** Opening Study material block **
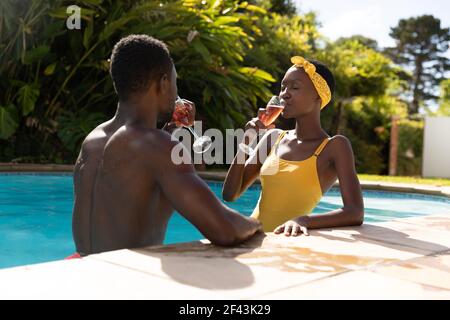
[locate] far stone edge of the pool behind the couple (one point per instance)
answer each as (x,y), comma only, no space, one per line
(220,176)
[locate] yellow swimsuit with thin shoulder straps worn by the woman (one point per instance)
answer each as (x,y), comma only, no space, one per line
(288,188)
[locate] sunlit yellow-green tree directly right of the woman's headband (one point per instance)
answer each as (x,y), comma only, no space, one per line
(363,102)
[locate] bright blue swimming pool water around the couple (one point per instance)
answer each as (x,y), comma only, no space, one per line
(36,212)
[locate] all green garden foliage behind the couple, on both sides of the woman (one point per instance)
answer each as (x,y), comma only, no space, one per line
(230,56)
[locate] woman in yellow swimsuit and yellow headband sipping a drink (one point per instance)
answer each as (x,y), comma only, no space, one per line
(299,165)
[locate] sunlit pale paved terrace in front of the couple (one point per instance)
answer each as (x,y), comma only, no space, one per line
(401,259)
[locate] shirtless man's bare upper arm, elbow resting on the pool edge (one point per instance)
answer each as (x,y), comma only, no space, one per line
(191,196)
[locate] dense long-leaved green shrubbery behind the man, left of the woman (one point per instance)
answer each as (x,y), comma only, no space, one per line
(48,74)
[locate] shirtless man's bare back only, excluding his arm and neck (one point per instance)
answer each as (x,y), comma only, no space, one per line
** Closing Study material block **
* **Your task**: Copy the records above precisely, and leave every image out of the copy.

* **Result of the task**:
[locate] far stone edge of the pool behind the couple (one point per instance)
answer each as (x,y), comma only, no space, one per line
(220,176)
[locate] yellow swimsuit with thin shoulder straps worn by the woman (one point per instance)
answer each as (x,y), comma only, no space, one per line
(288,188)
[locate] sunlit yellow-green tree directly right of the woman's headband (one point per instance)
answer each as (x,y), comma only, no space, one per line
(363,102)
[locate] bright blue swimming pool water around the couple (one point per instance)
answer each as (x,y), comma only, no space, one per line
(36,212)
[locate] all green garden foliage behind the couple, on both sides of the woman (one point per instance)
answer each as (x,y), comma only, no space, one per line
(230,56)
[locate] woman in yellow swimsuit and yellow headband sipping a drink (one point per instance)
answer each as (x,y), comma only, no space, one per line
(299,165)
[locate] sunlit pale paved terrace in front of the couple (one point per instance)
answer each as (x,y), comma only, no space, one per line
(401,259)
[locate] shirtless man's bare upper arm, elbow resting on the pool edge (one point per instance)
answer each as (x,y), comma only, no space, one per line
(191,196)
[locate] dense long-leaved green shrubbery behind the man, left of the woman (one point per instance)
answer each as (x,y), comma only, no space, one per line
(48,74)
[locate] shirtless man's bare back only, excluding his arm and neck (one point per instance)
answer each as (x,y), comma only, no space, one per line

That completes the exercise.